Sir Arthur Morgan (1856–1916) was an Australian politician and Premier of Queensland from 1903 to 1906.

Early life
Morgan was born in Warwick, Queensland. He is the fourth son of James Morgan (who later represented Warwick in the Legislative Assembly of Queensland and later became the chairman of committees) and his wife Kate, née Barton. Morgan was educated at a public school at Warwick and then joined the staff of the Warwick Argus, which was owned and edited by his father. Morgan married Alice Augusta Clinton (daughter of H. E. Clinton) on 26 July 1880.

Career
Morgan became a member of the Warwick Municipal Council in 1885 and served as mayor since 1886–1890 and again in 1898. In 1887 he was elected a member of the Queensland Legislative Assembly for the district of Warwick, and held this seat until 1896. In 1899, he was re-elected to this seat, and in that same year was chosen as the Speaker of the Legislative Assembly of Queensland.

- EXERCISE PROMPT
Pick up the Arthur Morgan biography after its final sentence and keep writing it.

- GIVEN DATA
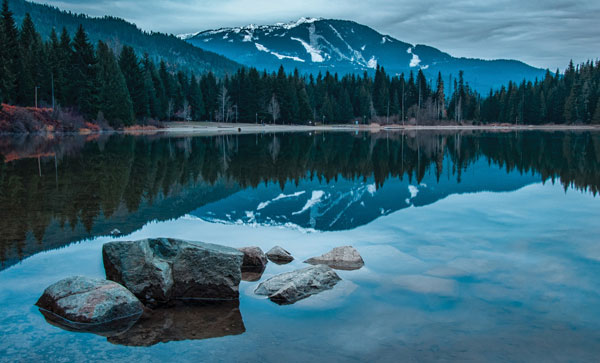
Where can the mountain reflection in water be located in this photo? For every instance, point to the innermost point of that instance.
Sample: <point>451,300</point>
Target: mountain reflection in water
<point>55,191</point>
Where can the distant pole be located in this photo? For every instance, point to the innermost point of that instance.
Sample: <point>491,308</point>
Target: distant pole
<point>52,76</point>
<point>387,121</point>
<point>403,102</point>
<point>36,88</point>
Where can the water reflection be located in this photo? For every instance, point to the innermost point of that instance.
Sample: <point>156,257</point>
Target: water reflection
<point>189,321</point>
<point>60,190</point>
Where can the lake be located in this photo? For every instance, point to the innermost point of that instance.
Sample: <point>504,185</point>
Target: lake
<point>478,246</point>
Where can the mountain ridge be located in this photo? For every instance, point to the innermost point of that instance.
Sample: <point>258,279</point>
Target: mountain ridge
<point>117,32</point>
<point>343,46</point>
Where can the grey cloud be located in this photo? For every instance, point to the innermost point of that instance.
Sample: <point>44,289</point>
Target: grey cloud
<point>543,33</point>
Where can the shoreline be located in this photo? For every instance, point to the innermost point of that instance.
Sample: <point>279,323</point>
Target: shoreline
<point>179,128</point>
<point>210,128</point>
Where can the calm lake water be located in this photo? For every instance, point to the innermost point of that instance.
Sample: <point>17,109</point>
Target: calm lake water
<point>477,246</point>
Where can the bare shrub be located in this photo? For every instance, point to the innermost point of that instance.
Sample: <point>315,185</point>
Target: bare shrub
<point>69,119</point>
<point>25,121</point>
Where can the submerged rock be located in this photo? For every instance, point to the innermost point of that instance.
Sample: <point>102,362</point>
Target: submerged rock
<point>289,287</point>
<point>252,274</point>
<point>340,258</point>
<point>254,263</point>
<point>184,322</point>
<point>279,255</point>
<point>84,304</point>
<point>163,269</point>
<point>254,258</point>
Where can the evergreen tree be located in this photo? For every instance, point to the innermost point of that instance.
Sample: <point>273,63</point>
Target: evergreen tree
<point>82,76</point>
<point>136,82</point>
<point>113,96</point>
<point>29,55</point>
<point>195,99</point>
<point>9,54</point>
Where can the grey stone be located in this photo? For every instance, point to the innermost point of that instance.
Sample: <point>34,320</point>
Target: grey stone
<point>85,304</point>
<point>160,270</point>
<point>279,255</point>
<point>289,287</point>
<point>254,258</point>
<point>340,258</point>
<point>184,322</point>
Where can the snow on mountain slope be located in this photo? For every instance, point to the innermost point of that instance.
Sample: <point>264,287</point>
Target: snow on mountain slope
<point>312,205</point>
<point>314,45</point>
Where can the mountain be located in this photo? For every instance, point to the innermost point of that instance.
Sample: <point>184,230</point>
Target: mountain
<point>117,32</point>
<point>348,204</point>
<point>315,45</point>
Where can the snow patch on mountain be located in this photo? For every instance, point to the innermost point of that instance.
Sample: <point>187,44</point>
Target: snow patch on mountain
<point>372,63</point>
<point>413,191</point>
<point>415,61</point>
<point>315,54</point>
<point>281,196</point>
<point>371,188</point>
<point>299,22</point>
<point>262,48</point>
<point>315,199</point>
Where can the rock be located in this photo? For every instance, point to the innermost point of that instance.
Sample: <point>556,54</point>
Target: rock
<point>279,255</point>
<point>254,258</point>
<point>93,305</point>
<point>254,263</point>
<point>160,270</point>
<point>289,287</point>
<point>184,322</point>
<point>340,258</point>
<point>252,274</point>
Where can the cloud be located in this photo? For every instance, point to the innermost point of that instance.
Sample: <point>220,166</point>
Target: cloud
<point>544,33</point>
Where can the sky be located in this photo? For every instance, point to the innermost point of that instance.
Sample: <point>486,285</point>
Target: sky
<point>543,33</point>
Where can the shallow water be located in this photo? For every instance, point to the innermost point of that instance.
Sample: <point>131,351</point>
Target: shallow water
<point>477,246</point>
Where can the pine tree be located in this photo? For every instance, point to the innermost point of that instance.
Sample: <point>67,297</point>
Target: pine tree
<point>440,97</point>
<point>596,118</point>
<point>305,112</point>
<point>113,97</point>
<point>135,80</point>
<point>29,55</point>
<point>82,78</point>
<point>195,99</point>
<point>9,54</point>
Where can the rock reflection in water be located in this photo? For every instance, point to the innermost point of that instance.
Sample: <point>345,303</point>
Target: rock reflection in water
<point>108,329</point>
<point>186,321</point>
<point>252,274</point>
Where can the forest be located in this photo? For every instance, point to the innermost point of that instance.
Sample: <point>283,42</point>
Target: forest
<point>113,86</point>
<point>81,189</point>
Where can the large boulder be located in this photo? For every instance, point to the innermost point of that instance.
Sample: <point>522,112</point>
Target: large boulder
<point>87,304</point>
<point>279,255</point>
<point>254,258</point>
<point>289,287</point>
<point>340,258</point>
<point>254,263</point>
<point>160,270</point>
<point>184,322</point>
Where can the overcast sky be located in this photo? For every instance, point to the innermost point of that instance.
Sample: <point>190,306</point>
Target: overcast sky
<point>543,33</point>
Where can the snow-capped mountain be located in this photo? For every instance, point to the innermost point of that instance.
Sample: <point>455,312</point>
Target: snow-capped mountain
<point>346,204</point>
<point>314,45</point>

- WRITTEN REPLY
In 1903, businessman and politician Robert Philp resigned as Premier of Queensland on account of defections from his party, and the leader of the Labor party being unable to form a ministry. Morgan was asked to lead a combination of a group of liberals and the labor party. He later resigned the speakership, and went on to form a ministry. After that, he held the positions of the premier, chief secretary, secretary for railways, and vice-president of the executive council. Morgan's policy of retrenchment made him unpopular, and his alliance with the labor party was seen as questionable by his former associates. In January 1906, after the death of Sir Hugh Nelson, Morgan was appointed as president of the Queensland Legislative Council and was acting-governor on two occasions. In 1908 he was appointed to the seat of Lieutenant-Governor of Queensland.

He published a manuscript in 1902 entitled Discovery and Development of the Downs, and was knighted in 1907.

Later life

In his later years, Morgan's health began to fail, and he died on 20 December 1916. Morgan was survived by his wife, five sons and three daughters.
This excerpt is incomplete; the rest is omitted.